──────── Quoted passage

MEMORANDUM OPINION
GARRETT, Presiding Judge:Daniel Lee Bledsoe (Driver), by and through his Guardians, Gary Bledsoe and Danna Minnick, filed an action to recover for damages due to bodily injuries suffered when his automobile collided with a train. F.A. Truster was the engineer and the train was owned by Missouri Pacific Railroad Company (collectively Railroad). Driver alleged in his petition that the collision and his resultant injuries were a direct and proximate result of negligence on the part of Railroad. The petition contained a prayer for damages in excess of Five Million Dollars ($5,000,000.00).
Railroad answered and denied Driver’s allegation of negligence. As a defense, Railroad alleged the accident to have been caused by: (1) the negligence of Driver; (2) the negligence of Traci Foster, a passenger in Driver’s automobile; and, (3) the negligence of Tera Foster, a Passenger in Driver’s automobile. Tera Foster was killed in the collision. Neither Traci Foster nor the Personal Representative of Tera Foster are parties to this appeal.
The matter was set for jury trial which was held, and resulted in a verdict for Railroad. Driver moved for a new trial on the grounds that: (1) there was an irregularity in the proceedings of the trial which prevented him from having a fair trial; (2) that there was jury misconduct that prevented him from having a fair trial; (3) that the verdict was not sustained by sufficient evidence and therefore contrary to law; and, (4) that an error of law occurred at the trial prejudicing his rights. Railroad responded to the motion and a hearing was held on the matter. At the hearing, a juror testified that during a recess when all jurors were present, a discussion occurred that the reason a deposition of Traci Foster was not allowed to be heard by the jury was because of testimony by Traci Foster that Driver had attempted to outrun the train at the time of the collision. The juror also testified that the jurors conjectured about the placement of lights at the intersection since the accident.

────────────────
──────── Given entries

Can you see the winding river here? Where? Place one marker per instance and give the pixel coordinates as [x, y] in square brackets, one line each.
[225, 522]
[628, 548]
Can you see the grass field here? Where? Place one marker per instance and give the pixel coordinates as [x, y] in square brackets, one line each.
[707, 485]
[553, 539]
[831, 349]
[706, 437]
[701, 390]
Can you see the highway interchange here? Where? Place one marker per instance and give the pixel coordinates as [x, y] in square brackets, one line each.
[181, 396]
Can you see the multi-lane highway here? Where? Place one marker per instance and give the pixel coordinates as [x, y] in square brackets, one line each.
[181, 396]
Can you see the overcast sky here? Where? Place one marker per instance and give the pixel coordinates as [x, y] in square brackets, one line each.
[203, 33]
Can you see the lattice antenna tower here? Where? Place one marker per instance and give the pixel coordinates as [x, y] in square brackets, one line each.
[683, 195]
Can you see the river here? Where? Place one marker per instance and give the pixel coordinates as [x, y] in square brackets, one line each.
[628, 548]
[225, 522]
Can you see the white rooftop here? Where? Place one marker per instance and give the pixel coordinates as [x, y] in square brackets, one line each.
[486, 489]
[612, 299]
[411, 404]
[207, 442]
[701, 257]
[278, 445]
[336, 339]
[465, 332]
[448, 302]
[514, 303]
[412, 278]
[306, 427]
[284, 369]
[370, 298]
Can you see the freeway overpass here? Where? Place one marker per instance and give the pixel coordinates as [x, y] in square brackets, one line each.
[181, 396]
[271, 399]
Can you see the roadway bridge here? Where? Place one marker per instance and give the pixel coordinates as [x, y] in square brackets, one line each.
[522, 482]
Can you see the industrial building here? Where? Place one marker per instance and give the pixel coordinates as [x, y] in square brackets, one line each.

────────────────

- [Tasks to carry out]:
- 1) In the memorandum opinion, who was the engineer of the train?
- 2) Do these statements agree with the memorandum opinion? Answer yes or no for each, quoting the words that decide it. (a) Tera Foster died in the collision. (b) The jury trial ended in a verdict for Driver. (c) Traci Foster is a party to this appeal.
- 3) Reproduce the memorandum opinion from "Railroad answered and" up to and including "to this appeal.".

- [Responses for each task]:
- 1) F.A. Truster

- 2)
(a) Yes: "Tera Foster was killed in the collision."
(b) No: "resulted in a verdict for Railroad."
(c) No: "Neither Traci Foster nor the Personal Representative of Tera Foster are parties to this appeal."

- 3)
Railroad answered and denied Driver’s allegation of negligence. As a defense, Railroad alleged the accident to have been caused by: (1) the negligence of Driver; (2) the negligence of Traci Foster, a passenger in Driver’s automobile; and, (3) the negligence of Tera Foster, a Passenger in Driver’s automobile. Tera Foster was killed in the collision. Neither Traci Foster nor the Personal Representative of Tera Foster are parties to this appeal.